SOURCE RECORDS Start Marker

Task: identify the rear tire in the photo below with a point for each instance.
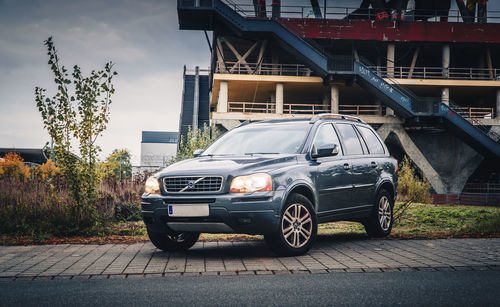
(379, 224)
(173, 241)
(297, 230)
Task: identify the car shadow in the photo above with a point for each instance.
(258, 249)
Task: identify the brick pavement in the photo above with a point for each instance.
(76, 261)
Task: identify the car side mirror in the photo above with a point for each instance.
(197, 152)
(326, 150)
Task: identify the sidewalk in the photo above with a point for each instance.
(76, 261)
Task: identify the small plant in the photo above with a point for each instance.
(117, 166)
(195, 139)
(47, 171)
(12, 166)
(79, 111)
(411, 189)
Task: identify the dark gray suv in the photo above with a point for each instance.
(278, 178)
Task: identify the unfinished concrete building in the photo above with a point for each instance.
(426, 77)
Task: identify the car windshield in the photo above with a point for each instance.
(261, 139)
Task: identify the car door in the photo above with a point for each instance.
(370, 164)
(331, 178)
(359, 166)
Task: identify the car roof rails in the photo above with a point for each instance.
(335, 116)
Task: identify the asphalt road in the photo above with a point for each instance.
(466, 288)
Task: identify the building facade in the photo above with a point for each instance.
(158, 148)
(429, 82)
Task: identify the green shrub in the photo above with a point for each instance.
(411, 189)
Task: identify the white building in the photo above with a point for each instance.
(158, 148)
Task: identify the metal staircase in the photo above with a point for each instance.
(215, 14)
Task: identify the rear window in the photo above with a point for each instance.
(372, 141)
(350, 139)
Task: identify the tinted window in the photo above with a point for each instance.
(326, 135)
(350, 139)
(372, 141)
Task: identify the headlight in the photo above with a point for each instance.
(152, 186)
(251, 183)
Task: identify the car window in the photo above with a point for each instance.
(372, 141)
(350, 139)
(284, 138)
(326, 135)
(363, 144)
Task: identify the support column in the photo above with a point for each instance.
(196, 99)
(445, 95)
(446, 61)
(279, 98)
(222, 104)
(498, 104)
(334, 99)
(391, 52)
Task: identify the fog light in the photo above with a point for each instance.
(244, 220)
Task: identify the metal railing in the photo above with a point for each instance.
(474, 112)
(482, 187)
(337, 12)
(269, 107)
(264, 69)
(361, 109)
(402, 72)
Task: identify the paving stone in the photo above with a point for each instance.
(300, 272)
(282, 272)
(319, 271)
(372, 270)
(336, 271)
(480, 268)
(426, 269)
(245, 258)
(354, 270)
(264, 272)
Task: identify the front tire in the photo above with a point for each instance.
(379, 224)
(298, 228)
(173, 241)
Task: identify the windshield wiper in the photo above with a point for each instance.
(261, 153)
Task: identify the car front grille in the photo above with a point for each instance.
(193, 184)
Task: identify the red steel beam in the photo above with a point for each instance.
(389, 31)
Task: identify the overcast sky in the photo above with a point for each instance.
(141, 37)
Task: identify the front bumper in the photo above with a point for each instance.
(256, 213)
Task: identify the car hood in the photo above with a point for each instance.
(228, 165)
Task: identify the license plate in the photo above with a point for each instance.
(188, 210)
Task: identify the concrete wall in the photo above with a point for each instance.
(157, 154)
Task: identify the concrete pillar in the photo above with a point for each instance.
(446, 61)
(445, 95)
(279, 98)
(196, 102)
(334, 99)
(222, 104)
(391, 51)
(391, 55)
(498, 105)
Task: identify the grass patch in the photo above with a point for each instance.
(421, 221)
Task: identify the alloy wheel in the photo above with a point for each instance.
(296, 225)
(384, 213)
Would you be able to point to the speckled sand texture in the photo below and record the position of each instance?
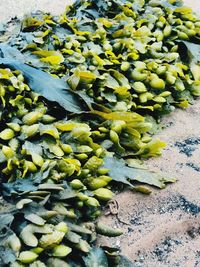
(162, 229)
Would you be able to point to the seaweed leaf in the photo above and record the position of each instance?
(120, 172)
(53, 89)
(96, 258)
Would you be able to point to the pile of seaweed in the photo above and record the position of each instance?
(80, 98)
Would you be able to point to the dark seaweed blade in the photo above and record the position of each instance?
(53, 89)
(96, 258)
(120, 172)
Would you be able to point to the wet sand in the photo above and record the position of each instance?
(162, 229)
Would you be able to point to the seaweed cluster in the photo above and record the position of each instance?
(74, 127)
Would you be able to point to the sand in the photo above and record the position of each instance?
(162, 229)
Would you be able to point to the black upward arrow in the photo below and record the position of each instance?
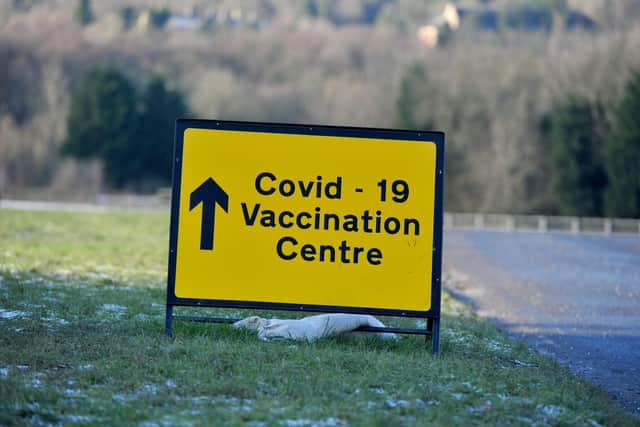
(208, 193)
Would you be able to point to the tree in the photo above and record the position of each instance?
(622, 154)
(161, 106)
(101, 121)
(411, 98)
(132, 134)
(578, 176)
(128, 15)
(84, 15)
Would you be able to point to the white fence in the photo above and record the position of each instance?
(540, 223)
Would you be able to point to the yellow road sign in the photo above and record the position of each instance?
(304, 216)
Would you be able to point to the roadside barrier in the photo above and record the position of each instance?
(540, 223)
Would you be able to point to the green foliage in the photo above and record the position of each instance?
(101, 120)
(132, 134)
(160, 108)
(83, 14)
(159, 17)
(622, 154)
(578, 177)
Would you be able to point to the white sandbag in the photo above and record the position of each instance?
(312, 327)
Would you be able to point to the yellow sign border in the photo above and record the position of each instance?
(436, 138)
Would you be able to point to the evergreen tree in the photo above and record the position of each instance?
(161, 107)
(84, 15)
(131, 134)
(101, 121)
(622, 154)
(578, 176)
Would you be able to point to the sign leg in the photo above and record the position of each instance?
(435, 335)
(168, 321)
(429, 329)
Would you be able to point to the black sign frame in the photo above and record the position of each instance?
(432, 315)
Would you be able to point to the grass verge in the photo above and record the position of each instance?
(82, 343)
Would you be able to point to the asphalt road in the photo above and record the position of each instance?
(575, 298)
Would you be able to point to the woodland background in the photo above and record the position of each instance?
(498, 95)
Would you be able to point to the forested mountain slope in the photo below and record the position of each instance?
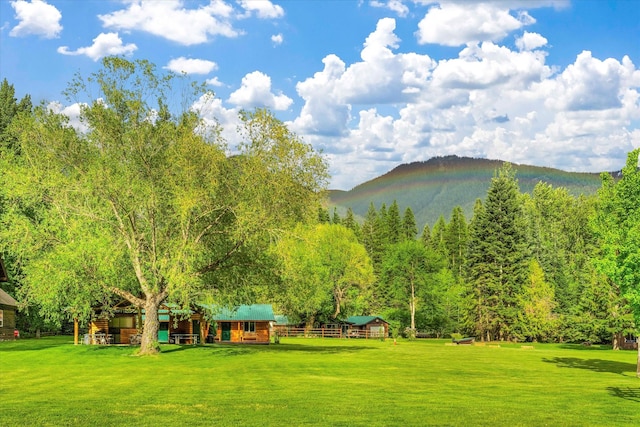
(435, 187)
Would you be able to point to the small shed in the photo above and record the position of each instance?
(368, 327)
(245, 324)
(8, 308)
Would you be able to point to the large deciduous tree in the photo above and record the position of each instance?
(327, 271)
(145, 203)
(407, 268)
(618, 225)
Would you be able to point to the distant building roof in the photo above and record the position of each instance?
(364, 320)
(255, 312)
(7, 299)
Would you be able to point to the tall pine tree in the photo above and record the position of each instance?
(497, 262)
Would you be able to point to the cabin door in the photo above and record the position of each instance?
(163, 332)
(226, 331)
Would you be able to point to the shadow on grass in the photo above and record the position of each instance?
(627, 393)
(240, 349)
(32, 344)
(595, 347)
(596, 365)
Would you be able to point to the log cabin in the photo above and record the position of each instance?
(248, 324)
(368, 327)
(123, 325)
(8, 308)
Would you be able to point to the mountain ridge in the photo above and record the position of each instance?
(435, 186)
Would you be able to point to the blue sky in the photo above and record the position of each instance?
(372, 83)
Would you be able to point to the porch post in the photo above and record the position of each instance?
(75, 331)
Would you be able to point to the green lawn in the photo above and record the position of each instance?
(317, 382)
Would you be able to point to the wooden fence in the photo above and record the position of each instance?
(326, 333)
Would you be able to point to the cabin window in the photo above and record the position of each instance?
(121, 322)
(249, 326)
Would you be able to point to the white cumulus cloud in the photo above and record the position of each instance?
(530, 41)
(392, 107)
(36, 18)
(396, 6)
(453, 24)
(191, 66)
(256, 92)
(263, 9)
(104, 44)
(171, 19)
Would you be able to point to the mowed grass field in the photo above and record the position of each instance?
(332, 382)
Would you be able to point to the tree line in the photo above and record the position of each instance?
(150, 206)
(524, 267)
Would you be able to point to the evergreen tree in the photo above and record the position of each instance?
(456, 237)
(9, 109)
(618, 226)
(351, 223)
(497, 266)
(335, 219)
(425, 237)
(409, 228)
(438, 237)
(393, 224)
(371, 237)
(323, 216)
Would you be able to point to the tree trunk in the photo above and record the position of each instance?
(149, 343)
(412, 307)
(638, 364)
(618, 338)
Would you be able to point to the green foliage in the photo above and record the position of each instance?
(406, 275)
(618, 226)
(409, 228)
(497, 260)
(145, 204)
(327, 273)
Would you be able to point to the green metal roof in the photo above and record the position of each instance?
(281, 319)
(363, 320)
(255, 312)
(7, 299)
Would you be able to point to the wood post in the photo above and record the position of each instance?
(75, 331)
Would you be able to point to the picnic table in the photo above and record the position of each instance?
(187, 338)
(98, 338)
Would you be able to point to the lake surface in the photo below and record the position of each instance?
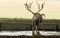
(28, 33)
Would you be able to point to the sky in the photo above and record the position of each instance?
(16, 9)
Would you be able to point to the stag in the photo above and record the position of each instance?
(37, 17)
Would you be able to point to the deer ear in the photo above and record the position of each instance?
(43, 15)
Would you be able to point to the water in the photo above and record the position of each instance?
(28, 33)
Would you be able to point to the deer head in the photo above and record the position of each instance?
(28, 7)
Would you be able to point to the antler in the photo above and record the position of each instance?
(39, 7)
(28, 7)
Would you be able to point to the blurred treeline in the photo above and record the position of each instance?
(26, 21)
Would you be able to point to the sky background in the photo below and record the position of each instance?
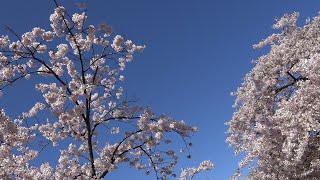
(197, 53)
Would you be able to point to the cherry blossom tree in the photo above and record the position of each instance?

SOURCE RECORDS End Marker

TASK GOAL:
Pictures excluded, write out exactly and only the lines of the material from the one containing "Would you be able to point to the sky background" up to and including the last line.

PROBLEM SOLUTION:
Would you be able to point to the sky background in the photo below and record the position of each instance?
(197, 53)
Would you be able to point to the cherry blossom tree in the photo above and record the position of each instance?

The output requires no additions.